**Problem to work on**
Copy the records below word for word, but leave out the pictures.

**Given records**
════════
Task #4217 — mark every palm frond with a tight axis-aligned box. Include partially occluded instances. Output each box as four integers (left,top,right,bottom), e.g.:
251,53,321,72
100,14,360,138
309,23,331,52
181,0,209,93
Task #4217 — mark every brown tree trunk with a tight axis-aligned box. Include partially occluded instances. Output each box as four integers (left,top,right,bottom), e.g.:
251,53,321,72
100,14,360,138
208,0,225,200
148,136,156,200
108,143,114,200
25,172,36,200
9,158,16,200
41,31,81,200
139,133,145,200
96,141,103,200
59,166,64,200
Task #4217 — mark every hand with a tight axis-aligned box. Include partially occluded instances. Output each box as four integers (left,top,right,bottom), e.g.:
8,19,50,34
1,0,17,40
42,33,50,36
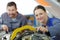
2,25,8,32
37,27,48,32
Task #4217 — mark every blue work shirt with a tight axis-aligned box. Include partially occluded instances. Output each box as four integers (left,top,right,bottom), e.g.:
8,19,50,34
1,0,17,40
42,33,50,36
46,18,60,40
0,12,27,32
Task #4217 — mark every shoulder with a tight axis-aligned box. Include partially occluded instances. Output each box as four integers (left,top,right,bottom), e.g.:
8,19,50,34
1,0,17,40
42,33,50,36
17,13,26,19
1,12,7,17
50,18,60,25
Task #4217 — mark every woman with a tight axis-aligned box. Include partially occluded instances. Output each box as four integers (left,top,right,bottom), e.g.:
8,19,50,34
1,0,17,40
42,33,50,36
34,5,60,40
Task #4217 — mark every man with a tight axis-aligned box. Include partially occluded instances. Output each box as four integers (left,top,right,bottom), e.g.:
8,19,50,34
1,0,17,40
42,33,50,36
34,5,60,40
1,2,27,32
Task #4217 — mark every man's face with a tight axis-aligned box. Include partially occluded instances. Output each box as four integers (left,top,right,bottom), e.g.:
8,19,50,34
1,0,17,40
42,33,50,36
35,9,47,23
7,6,17,17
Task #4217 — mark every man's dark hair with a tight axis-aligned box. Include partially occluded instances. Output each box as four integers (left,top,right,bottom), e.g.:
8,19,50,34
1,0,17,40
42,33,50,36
7,2,17,8
34,5,46,13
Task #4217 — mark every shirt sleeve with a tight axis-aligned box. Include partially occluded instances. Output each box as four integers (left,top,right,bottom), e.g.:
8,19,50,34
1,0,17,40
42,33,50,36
48,23,60,39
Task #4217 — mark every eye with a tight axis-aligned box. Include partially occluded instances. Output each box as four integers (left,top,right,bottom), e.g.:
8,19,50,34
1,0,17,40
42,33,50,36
39,13,43,15
35,15,38,16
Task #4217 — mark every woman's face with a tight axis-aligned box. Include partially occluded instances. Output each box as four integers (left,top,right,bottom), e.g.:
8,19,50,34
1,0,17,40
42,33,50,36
35,9,47,23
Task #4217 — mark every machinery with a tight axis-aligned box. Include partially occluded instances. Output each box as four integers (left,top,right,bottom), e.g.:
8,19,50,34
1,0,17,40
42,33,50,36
10,25,50,40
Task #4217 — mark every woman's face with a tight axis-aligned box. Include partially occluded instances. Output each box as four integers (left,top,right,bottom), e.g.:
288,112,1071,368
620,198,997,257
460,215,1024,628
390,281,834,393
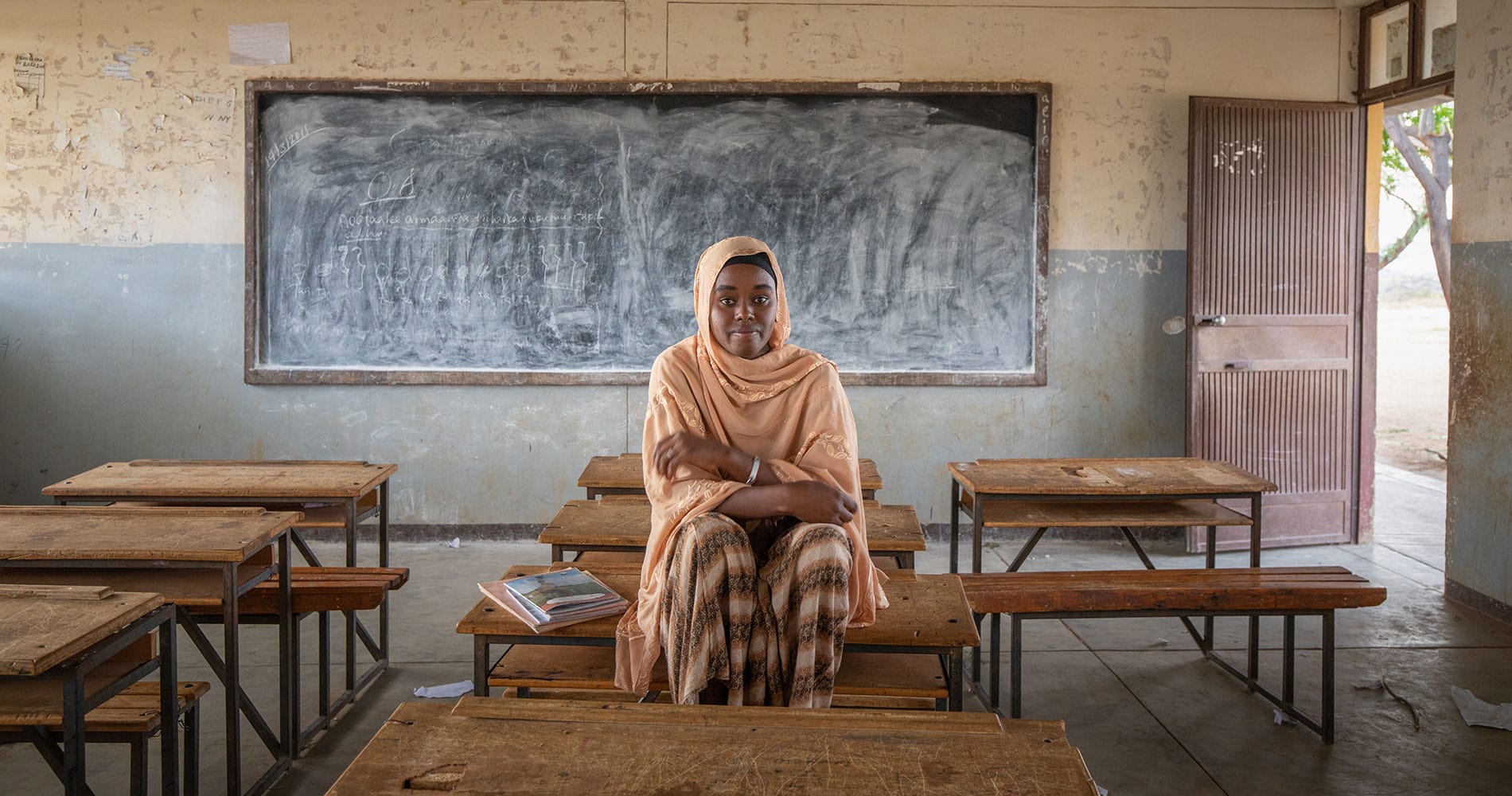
709,263,777,359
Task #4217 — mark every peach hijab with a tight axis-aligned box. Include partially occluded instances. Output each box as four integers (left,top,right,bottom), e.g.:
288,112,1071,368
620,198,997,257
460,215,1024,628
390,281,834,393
614,237,887,693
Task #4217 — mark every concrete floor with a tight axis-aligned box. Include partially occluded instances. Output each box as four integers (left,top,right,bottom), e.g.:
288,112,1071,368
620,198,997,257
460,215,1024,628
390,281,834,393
0,470,1512,796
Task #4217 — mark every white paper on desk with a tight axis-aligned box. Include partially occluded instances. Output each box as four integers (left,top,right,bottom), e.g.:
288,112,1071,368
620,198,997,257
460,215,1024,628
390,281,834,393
1448,685,1512,729
413,680,472,699
225,23,290,67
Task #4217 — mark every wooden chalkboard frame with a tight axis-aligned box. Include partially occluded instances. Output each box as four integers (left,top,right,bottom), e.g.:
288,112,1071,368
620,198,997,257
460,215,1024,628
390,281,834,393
244,80,1051,386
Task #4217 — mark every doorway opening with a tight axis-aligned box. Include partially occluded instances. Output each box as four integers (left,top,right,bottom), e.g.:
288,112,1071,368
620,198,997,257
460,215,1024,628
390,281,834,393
1370,96,1455,571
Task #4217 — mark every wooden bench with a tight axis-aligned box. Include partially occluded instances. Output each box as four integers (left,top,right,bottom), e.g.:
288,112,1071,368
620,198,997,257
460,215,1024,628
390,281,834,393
489,645,949,710
961,492,1252,572
457,563,981,712
537,495,924,569
578,452,882,501
0,682,210,796
961,566,1386,743
190,566,410,747
329,696,1097,796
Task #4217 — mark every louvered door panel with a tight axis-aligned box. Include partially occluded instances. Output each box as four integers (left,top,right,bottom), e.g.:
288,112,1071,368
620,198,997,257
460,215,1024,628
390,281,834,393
1187,97,1364,549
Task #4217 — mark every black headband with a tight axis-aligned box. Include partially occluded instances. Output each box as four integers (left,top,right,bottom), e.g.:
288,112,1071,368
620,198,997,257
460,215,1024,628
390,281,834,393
719,252,777,286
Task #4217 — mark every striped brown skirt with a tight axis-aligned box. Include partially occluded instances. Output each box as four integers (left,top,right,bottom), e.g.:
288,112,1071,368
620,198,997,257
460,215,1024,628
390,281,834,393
661,512,851,708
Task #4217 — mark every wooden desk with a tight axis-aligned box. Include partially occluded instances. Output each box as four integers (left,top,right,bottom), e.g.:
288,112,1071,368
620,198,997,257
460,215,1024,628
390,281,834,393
42,458,399,729
0,586,178,796
457,564,981,712
948,458,1276,684
537,495,924,569
948,458,1276,572
0,505,299,793
578,452,882,501
329,697,1097,796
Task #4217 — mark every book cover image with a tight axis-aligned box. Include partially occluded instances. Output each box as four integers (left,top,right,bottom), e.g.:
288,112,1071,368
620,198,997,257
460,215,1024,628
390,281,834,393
505,569,618,615
477,569,628,633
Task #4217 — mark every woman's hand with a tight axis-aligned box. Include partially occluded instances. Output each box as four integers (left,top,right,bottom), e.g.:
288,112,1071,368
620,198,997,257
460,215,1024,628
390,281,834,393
783,482,855,525
652,431,750,482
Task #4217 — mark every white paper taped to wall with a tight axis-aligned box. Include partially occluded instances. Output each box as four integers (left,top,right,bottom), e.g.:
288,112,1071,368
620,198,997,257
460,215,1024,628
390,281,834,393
227,23,290,67
15,53,47,97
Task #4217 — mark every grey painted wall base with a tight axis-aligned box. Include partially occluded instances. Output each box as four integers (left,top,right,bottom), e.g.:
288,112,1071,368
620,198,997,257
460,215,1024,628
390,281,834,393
0,244,1186,525
1444,240,1512,604
1444,578,1512,625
════════
**Reply to the task**
Task #4217 — mark every palm frond with a tight axis-aligned box. Include partially occluded instances. Output each box as four integers (left,top,right,bottom), e.g.:
251,53,321,72
100,14,360,138
309,23,331,52
181,0,209,93
Task #4217 — mark every brown tree trunk with a tight axis-aligned box. Include partially occluded instances. Output each box as four integers (left,top,right,bottom), e.g.:
251,53,321,72
100,14,360,138
208,0,225,200
148,136,156,200
108,143,114,200
25,172,36,200
9,158,16,200
41,31,81,200
139,133,145,200
96,141,103,200
59,166,64,200
Task #4217 — mark every hand with a tight axis-aligned box. Include partially occluded instances. Output each box as four integers (left,top,right,bottom), e.g.:
8,19,50,34
1,0,17,40
42,33,50,36
2,25,8,32
37,27,48,32
Task #4217 — mark every blue work shirt with a tight axis-aligned box. Include partially occluded instances. Output each box as four integers (left,top,right,bottom), e.g.:
8,19,50,34
1,0,17,40
42,33,50,36
46,18,60,40
0,12,27,32
Task #4217 — mark every shoulder with a tight axis-aligned box. Include partially occluded instances. Output each box as four integers (left,top,right,bottom), e.g.:
8,19,50,34
1,0,17,40
42,33,50,36
17,13,26,19
1,12,7,17
50,18,60,25
Task #4217 — mark every woman with a tight axis-aligned box. Include partially occluded instances. Output each box as four integers (left,top,right,bottom), e.g.:
8,19,50,34
1,0,17,40
42,33,50,36
34,5,60,40
Task #4217 — mark every man with a tight axis-aligned box. Include partially occluded instances. Output each box as four integers (left,top,right,bottom), e.g.:
8,19,50,34
1,0,17,40
42,33,50,36
34,5,60,40
1,2,27,32
Task #4217 — mark every man's face with a tight axis-aligned box. Include partially occluded instances. Output each box as four integers (left,top,right,bottom), e.g.:
8,19,50,34
1,0,17,40
42,33,50,36
35,9,47,23
7,6,17,17
Task #4217 — mark every man's dark hair with a tight axis-aligned box. Include partially occluded instances. Output each box as four integers (left,top,right,bottom), e.g.:
8,19,50,34
1,0,17,40
42,33,50,36
7,2,17,8
34,5,46,13
Task #4217 — mark every shirt sleeve with a tight axis-aligned box. Include partially occluded instances. Output each box as four integers (left,top,right,bottom), e.g.:
8,19,50,34
1,0,17,40
42,33,50,36
48,23,60,39
Task #4217 — mark every eye with a tight axis-aligned box. Include partially occluded instances. Output each box as four integers (left,top,right,bottom), e.g.:
8,19,50,34
1,0,17,40
42,33,50,36
39,13,43,15
35,15,38,16
Task #4217 — mark every woman's face with a tight axis-aligned box. Include partially occluded instances. Output each box as four integers (left,top,right,bottom), e.g.:
8,19,50,34
1,0,17,40
42,33,50,36
35,9,47,23
Task #4217 — mark every machinery with a tight axis-aligned box. Include partially occluded instances. Output each box as four integers (left,top,right,bottom), e.g.:
8,19,50,34
1,0,17,40
42,33,50,36
10,25,50,40
Task #4217 — mark every woman's face with a tight axis-aligned box. Include partially occluded instances. Output each box as four integers (left,top,right,bottom), e.g.:
288,112,1071,368
620,198,997,257
460,215,1024,628
390,281,834,393
709,263,777,359
Task #4217 — mark every peach hijab with a tight axis-aligned box. Include partially occluded instances. Output each box as four integers (left,top,right,bottom), e.g.:
288,112,1071,368
620,198,997,257
460,215,1024,628
390,281,834,393
614,237,887,693
Task #4217 — mark every concrete floor with a tight axis-aligned box. Include partially occluded instances. Output each box as four integers (left,top,right,bottom), e.g.:
288,112,1071,368
620,198,997,257
460,215,1024,628
390,281,834,393
0,470,1512,796
Task #4217 — mark every white paper on desk with a tight axis-aligned box. Include partially occluded instances. Output each box as four integers (left,top,right,bottom), e.g.:
288,112,1071,368
620,198,997,257
460,215,1024,628
390,281,834,393
1448,685,1512,729
413,680,472,699
225,23,290,67
Task #4217 — mark every wooden chalkboard frame with a tight axis-aligned box. Include partially occluded instances. Output each box as four integers (left,top,right,bottom), e.g.:
288,112,1071,368
620,198,997,257
460,215,1024,628
390,281,834,393
244,80,1051,386
Task #4217 — mark every doorway opening with a tight axis-aligned box. Include partially occluded instances. Output each box as four integers (left,top,right,bottom), e.g.:
288,112,1071,368
620,198,997,257
460,215,1024,628
390,281,834,393
1370,96,1455,571
Task #4217 — mark every wooden bench with a tight axis-aligned box. Include partially occluded instances. Output each box as four integers (left,top,right,bottom), e.g.:
288,112,1071,368
620,198,997,257
460,215,1024,628
390,281,834,393
489,645,949,710
961,492,1252,572
457,563,981,712
537,495,924,569
578,452,882,501
0,682,210,796
961,566,1386,743
190,566,410,747
329,696,1097,796
Task #4217 — mark every louvered door panel with a tight axis-aligned box. Include partially occluded instances. Output each box as four integers (left,top,right,bottom), e.g.:
288,112,1071,368
620,198,997,257
460,215,1024,628
390,281,834,393
1187,97,1364,549
Task #4217 — mark every black headband with a tight axis-aligned box. Include partially occluded instances. Output each box as four integers (left,top,right,bottom), e.g.:
288,112,1071,368
620,198,997,257
460,215,1024,628
390,281,834,393
719,252,777,286
Task #4217 — mark every striped brown skirt with a tight axis-aligned box. Include partially occluded instances. Output each box as four integers (left,top,right,bottom), e.g.:
288,112,1071,368
620,198,997,257
460,215,1024,628
390,281,834,393
661,512,851,708
Task #4217 — mark every wooden desk with a tight axis-aligned box. Include partially occluded instances. Output each box as four integers (left,top,right,bottom), e.g.:
288,112,1071,368
620,198,997,257
460,215,1024,628
390,281,834,393
42,458,399,729
0,586,178,796
457,564,981,712
948,458,1276,684
537,495,924,569
948,458,1276,572
0,505,299,793
578,452,882,501
329,697,1097,796
Task #4217 — mark every book cover image with a tight axis-aligned box. Include partially occluded instances. Output each box as four integers (left,top,right,bottom), e.g.:
288,112,1071,368
620,198,997,257
460,215,1024,628
390,281,834,393
505,569,618,615
477,569,628,633
Task #4217 — mark every woman's hand with a tight axis-aligned box. Include partially occluded instances. Output each box as four integers (left,top,right,bottom), e.g.:
288,112,1071,368
620,198,997,257
460,215,1024,628
390,281,834,393
783,482,855,525
652,431,750,482
Task #4217 — mark every white paper taped to wall with a tight axis-aligned box. Include partially occluded instances. Output each box as four integers (left,top,right,bottom), e.g.:
288,112,1071,368
620,198,997,257
460,215,1024,628
390,281,834,393
227,23,290,67
15,53,47,97
Task #4217 — mark every grey painted wall base with a tight axis-aligned box. Include partially occluded instances. Output each box as four integers (left,top,right,bottom), e.g.:
288,112,1071,368
620,198,997,257
460,215,1024,628
390,281,834,393
0,244,1186,525
1444,240,1512,604
1444,578,1512,625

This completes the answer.